Texto extraído:
####################
O MEC e o banimento dos celulares nas escolas: uma necessidade não apenas dos estudantes mas da sociedade
Renata Nandes*
O recente anúncio do Ministério da Educação (MEC), prevendo a implementação de um projeto de lei para proibir o uso de celulares nas escolas públicas e privadas de todo o Brasil, trouxe à tona uma importante discussão sobre a influência da tecnologia no ambiente educacional. A medida, segundo o anúncio do ministro Camilo Santana, é baseada em estudos internacionais que demonstram os efeitos negativos do uso excessivo de telas na concentração, no desempenho acadêmico e até na saúde mental de alunos e professores.
Mas por que é tão importante que haja uma contenção do uso dessas tecnologias, especialmente entre crianças e adolescentes? Para responder a essa pergunta, podemos recorrer à teoria freudiana e entender como os instintos e a cultura precisam encontrar um equilíbrio para que possamos formar cidadãos mais conscientes e saudáveis, tanto individual quanto socialmente.
####################
Linhas armazenadas:
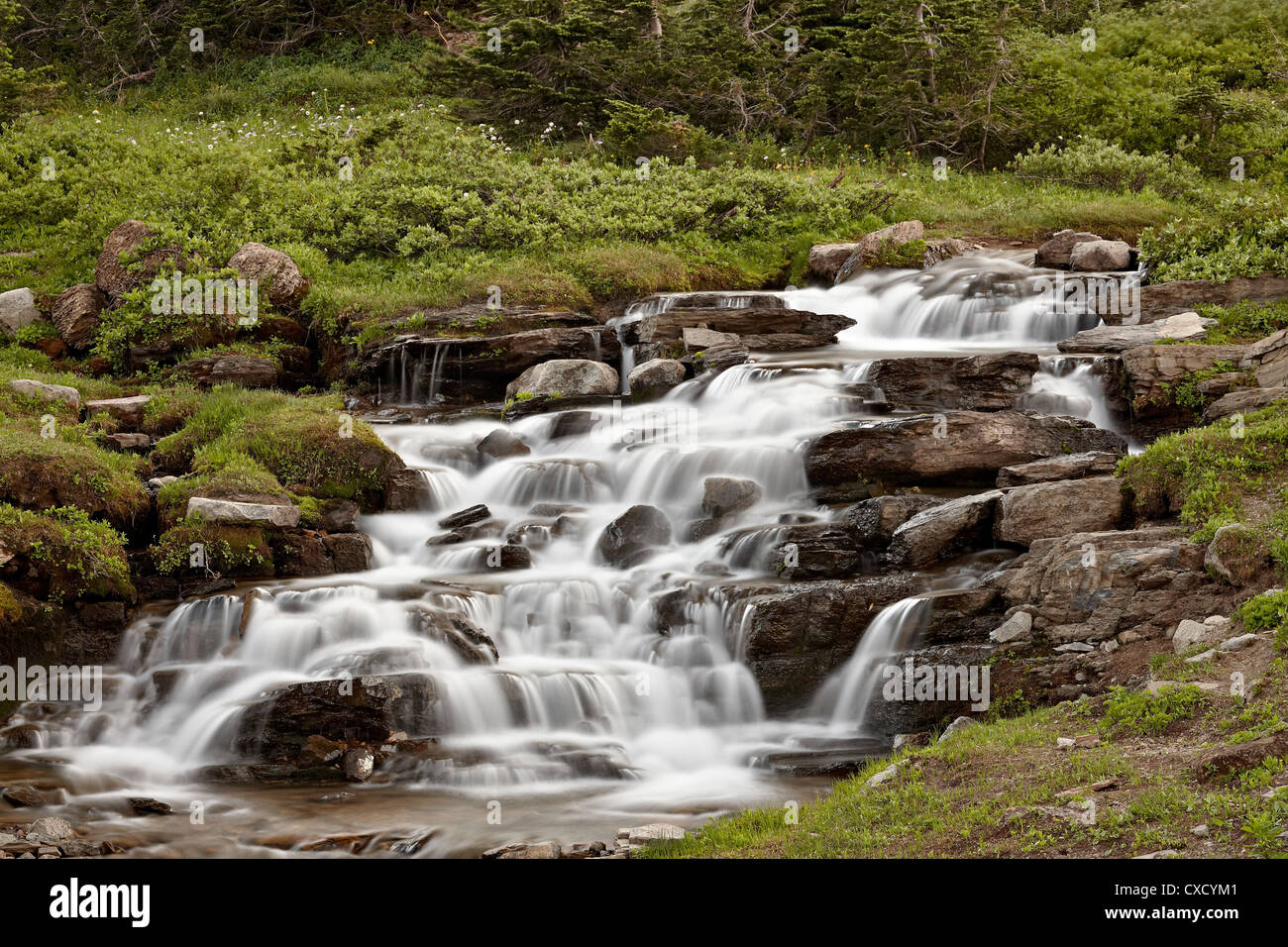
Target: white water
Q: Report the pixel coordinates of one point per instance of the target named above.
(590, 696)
####################
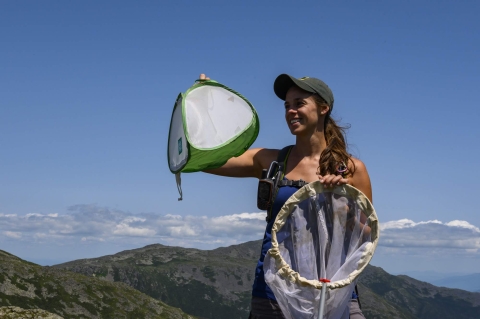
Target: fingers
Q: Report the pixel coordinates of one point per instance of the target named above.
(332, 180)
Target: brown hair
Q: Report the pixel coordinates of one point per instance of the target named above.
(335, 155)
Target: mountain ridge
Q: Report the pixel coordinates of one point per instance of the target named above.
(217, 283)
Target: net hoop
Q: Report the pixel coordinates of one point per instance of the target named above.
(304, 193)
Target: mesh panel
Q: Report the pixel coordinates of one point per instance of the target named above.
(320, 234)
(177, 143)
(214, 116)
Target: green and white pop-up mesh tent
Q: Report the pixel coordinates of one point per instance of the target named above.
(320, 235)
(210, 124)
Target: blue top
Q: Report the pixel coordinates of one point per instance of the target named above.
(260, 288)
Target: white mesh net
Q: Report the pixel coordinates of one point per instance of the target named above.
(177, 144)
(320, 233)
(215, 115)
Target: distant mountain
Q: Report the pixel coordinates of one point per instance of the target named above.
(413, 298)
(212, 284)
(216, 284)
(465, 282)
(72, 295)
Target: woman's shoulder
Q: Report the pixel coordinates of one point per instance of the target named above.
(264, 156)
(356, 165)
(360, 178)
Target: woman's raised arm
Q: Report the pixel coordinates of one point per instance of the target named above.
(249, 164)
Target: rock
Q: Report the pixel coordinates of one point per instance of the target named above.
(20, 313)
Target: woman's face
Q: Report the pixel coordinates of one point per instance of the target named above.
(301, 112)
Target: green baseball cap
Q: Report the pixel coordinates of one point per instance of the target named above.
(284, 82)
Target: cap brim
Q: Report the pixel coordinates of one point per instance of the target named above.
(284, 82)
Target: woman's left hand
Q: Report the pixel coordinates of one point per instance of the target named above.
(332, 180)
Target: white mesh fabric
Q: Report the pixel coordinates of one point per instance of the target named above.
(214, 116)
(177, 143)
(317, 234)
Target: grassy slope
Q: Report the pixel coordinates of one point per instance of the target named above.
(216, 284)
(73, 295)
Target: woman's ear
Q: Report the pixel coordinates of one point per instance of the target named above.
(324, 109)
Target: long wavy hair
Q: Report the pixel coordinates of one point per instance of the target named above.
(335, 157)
####################
Desafios:
1 > Reproduza, do texto sobre o banimento dos celulares nas escolas, tudo o que vai de "O MEC e o banimento" até "alunos e professores.".
2 > Selecione todas as linhas que contêm a palavra "white", levando em conta a diferença entre maiúsculas e minúsculas.

Exercício resolvido:
1 >
O MEC e o banimento dos celulares nas escolas: uma necessidade não apenas dos estudantes mas da sociedade
Renata Nandes*
O recente anúncio do Ministério da Educação (MEC), prevendo a implementação de um projeto de lei para proibir o uso de celulares nas escolas públicas e privadas de todo o Brasil, trouxe à tona uma importante discussão sobre a influência da tecnologia no ambiente educacional. A medida, segundo o anúncio do ministro Camilo Santana, é baseada em estudos internacionais que demonstram os efeitos negativos do uso excessivo de telas na concentração, no desempenho acadêmico e até na saúde mental de alunos e professores.

2 >
Target: white water
Target: green and white pop-up mesh tent
Target: white mesh net
Target: white mesh fabric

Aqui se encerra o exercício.